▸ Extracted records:
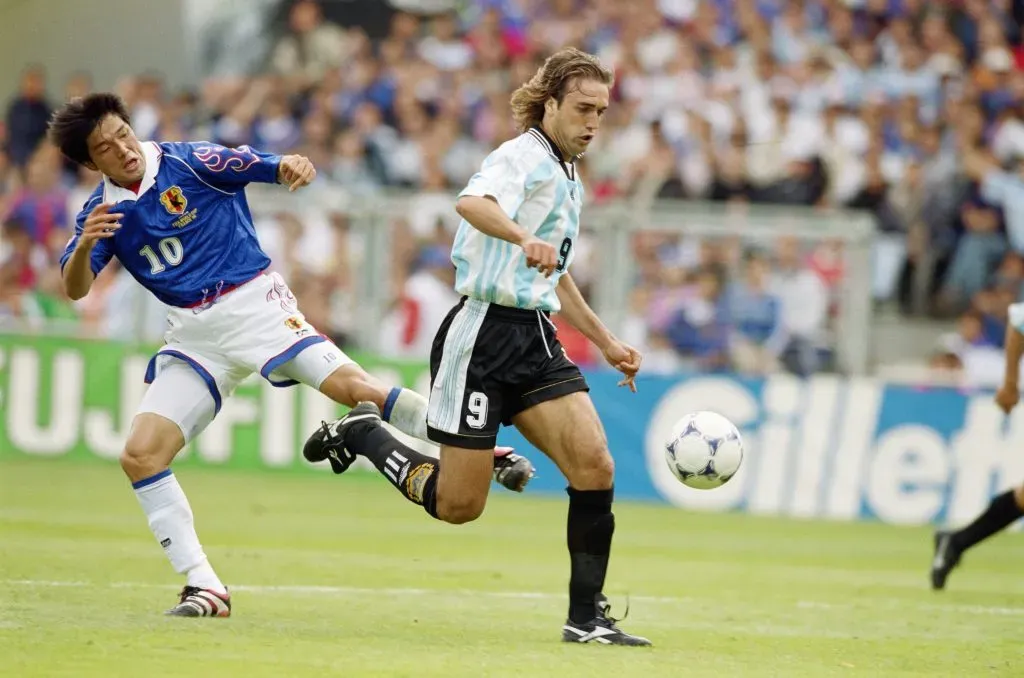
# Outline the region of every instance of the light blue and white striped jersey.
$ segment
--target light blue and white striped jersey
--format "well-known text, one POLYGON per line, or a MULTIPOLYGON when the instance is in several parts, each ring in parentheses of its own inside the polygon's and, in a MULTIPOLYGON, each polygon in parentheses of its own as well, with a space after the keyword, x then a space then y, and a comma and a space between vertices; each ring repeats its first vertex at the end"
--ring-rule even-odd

...

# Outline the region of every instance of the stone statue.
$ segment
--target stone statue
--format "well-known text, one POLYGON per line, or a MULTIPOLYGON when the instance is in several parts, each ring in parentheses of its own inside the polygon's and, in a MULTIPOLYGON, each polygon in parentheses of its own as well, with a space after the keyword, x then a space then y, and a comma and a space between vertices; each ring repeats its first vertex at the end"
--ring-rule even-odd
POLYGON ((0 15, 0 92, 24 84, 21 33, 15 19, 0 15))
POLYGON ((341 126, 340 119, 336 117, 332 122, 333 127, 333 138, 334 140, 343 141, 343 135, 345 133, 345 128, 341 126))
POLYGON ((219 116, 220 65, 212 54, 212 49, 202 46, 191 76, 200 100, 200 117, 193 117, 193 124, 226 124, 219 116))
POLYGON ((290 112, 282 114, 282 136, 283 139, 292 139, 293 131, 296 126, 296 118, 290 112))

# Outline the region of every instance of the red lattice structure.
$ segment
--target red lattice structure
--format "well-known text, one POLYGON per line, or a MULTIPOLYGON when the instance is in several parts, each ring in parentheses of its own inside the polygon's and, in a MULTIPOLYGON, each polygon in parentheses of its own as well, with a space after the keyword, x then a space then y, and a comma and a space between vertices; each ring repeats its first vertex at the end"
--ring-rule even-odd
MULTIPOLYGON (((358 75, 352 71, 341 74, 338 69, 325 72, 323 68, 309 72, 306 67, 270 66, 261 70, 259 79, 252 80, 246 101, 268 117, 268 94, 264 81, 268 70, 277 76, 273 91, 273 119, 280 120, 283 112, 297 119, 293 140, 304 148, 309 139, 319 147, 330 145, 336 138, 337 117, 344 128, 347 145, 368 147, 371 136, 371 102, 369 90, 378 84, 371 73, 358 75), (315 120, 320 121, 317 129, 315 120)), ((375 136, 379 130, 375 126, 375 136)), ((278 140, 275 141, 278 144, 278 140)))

...

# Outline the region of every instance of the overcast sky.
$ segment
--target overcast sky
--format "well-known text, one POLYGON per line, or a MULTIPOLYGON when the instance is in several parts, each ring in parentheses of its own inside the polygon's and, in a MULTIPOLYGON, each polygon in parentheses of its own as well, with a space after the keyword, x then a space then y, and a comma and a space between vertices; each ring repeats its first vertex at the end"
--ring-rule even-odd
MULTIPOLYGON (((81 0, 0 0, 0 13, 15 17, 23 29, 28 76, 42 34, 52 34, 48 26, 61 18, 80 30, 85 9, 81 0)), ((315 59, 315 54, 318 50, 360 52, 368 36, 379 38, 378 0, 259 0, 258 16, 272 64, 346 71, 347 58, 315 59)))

▸ WHAT TO PRODUCE: Nothing but a number is expected here: the number of lines above that hold the word "target".

▸ EXERCISE OUTPUT: 4